§ Request: Count the lines in the rows below that contain the word "lawn", and give only that number.

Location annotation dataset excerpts
###

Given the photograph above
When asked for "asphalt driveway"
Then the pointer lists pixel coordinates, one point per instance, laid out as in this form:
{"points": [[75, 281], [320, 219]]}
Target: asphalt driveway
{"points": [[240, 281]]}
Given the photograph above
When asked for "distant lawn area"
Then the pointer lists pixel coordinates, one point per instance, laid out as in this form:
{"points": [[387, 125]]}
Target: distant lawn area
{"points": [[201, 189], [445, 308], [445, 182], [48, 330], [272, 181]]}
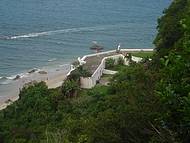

###

§ Finished answer: 2